» Extrait du document
Laurent Graff - Au nom de sa Majesté

Malade du monde, rétif à autrui et se défiant de tous les autres, Laurent Graff se soigne à fortes doses d'insuline. L'insuline étant, je n'apprends rien à personne, une tendance prononcée à l'exil insulaire, à l'insularisation forcenée : le «je» se fait île, l'il s'isole, se désempoisse du commun, se barde de solitude, s'encapsule, devient un électron libre de toute attache. Opération délicate vu la fragilité de votre bulle offerte à toutes les crevaisons. D'où le choix d'une île loin de tout, une vraie, petite et bien bretonne, rongée des flots et battue comme plâtre par les vents, avec de vrais morceaux d'îliens en surface. Seul, en location estivale, Graff nous fait les honneurs du lieu, d'abord à coups d'haïku minéraux, copeaux de mots qui donnent du lieu une vision éclatée, kaléidoscopique. On entre ensuite dans le vif du sujet : un mémorable conseil municipal improvisé réuni chez Graff à la suite d'une rumeur récurrente, le possible tournage du prochain James Bond. Et Graff de nous offrir même, en exclusivité, un fragment de scénario hallucinant. Mais arrive le temps où il faut rentrer, sur le continent et dans le jeu, consentir à se désinsulariser. Retour sur soi pour finir, bilan sur seize ans d'écriture, 1' «il mystérieux» de Laurent Graff dissipe la brume, ébauche ses contours.

 

Mon avis :

 

Merci aux Éditions Le Dilettante pour cet ouvrage qui, je le reconnais, traîne dans ma PAL depuis la fin de l'hiver, mais je n'avais pas encore trouvé l'occasion de le lire.

 

Tout le monde le sait, un résumé joue sur le choix d'un livre, le nom de l'auteur aussi tout comme la couverture. Ici, je vais être franche, la couverture à elle seule ne me donnerait pas du tout envie de me plonger dans ce roman. Mais le résumé... mystérieux, il faut le reconnaître, m'a tentée.

» Données fournies

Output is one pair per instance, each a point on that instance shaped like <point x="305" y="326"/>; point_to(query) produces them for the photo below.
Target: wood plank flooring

» Travail à faire
[a] Selon la critique d'« Au nom de sa Majesté », quels éléments jouent sur le choix d'un livre ?
[b] Poursuivez la critique d'« Au nom de sa Majesté » après sa dernière phrase.

» Les réponses
[a] Le résumé, le nom de l'auteur et la couverture.

[b]
Dès les premières pages, j'ai été surprise de lire quelques lignes, parfois une phrase, par page. Grosso modo, toute la première moitié se résumé à ça. Des idées, des phrases, jetées sur papier et qui, je dois l'admettre, ont parfois des accents de vérités ! Cette première moitié concerne l'île en général, l'idée que s'en fait l'auteur (car le narrateur est l'auteur), au gré de ses promenades. Il plante ainsi le décor pour le lecteur qui découvre l'atmosphère du livre. La seconde moitié couvre davantage les pages et se veut plus intimiste. Se met en place un huis clos avec trois personnalités de l'île et le narrateur. Si la conversation débute avec l'hypothèse du tournage d'un film de James Bond, on en vient rapidement à se prendre au jeu et, l'alcool aidant, on s'y croirait presque !

 

"C'est en faisant la vaisselle qu'on mesure sa solitude: un verre, une assiette, un couteau, une fourchette. Quand l'évier déborde, c'est jour de fête."

 

L'île, un paradis d'évasion ou une forteresse, une sorte de prison, dans laquelle chacun sait ce que fait l'autre ? Sans répondre totalement à la question (car les avis divergent forcément selon ce que l'on recherche), l'auteur nous offre une sorte de scène totalement délirante qui, je l'avoue, m'a un peu perdue par moment. En fait, ce livre est inclassable tant il sort de l'ordinaire. Parfois, je me perdais dans les réflexions, les idées, et malgré cela, j'ai passé un bon moment.

 

"Un pêcheur part prélever son quota: petite seringue blanche piquant l'océan."

 

Elle pourrait être qualifiée de troisième partie, mais je pense qu'elle s'intègre très bien dans la seconde, ce passage dans lequel l'auteur se livre de façon intime, sur ses ressentis. Je trouve, avec le recul, que la première partie et cette troisième se rejoignent et même mieux, se complètent.

 

La mise en page peut en dérouter certains. Les thèmes abordés aussi. Le style j'en conviens. Et pourtant, le style est bon, on sent que l'auteur manie parfaitement la langue française. J'ai beaucoup aimé le ton employé pour décrire la solitude qui s'empare d'un homme lorsqu'il vit sur une île avec finalement, des problèmes identiques (chômage, alcool, ...) à ceux rencontrés sur le continent. Donc finalement, une île, est-ce un petit bout de paradis ?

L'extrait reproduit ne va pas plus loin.